▶

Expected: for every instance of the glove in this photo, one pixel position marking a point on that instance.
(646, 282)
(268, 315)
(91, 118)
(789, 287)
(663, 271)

◀

All of the material should be copied verbatim.

Expected: for every instance of the glove in this photo, one pixel position marking a point on that instance.
(646, 282)
(268, 315)
(91, 118)
(789, 287)
(663, 271)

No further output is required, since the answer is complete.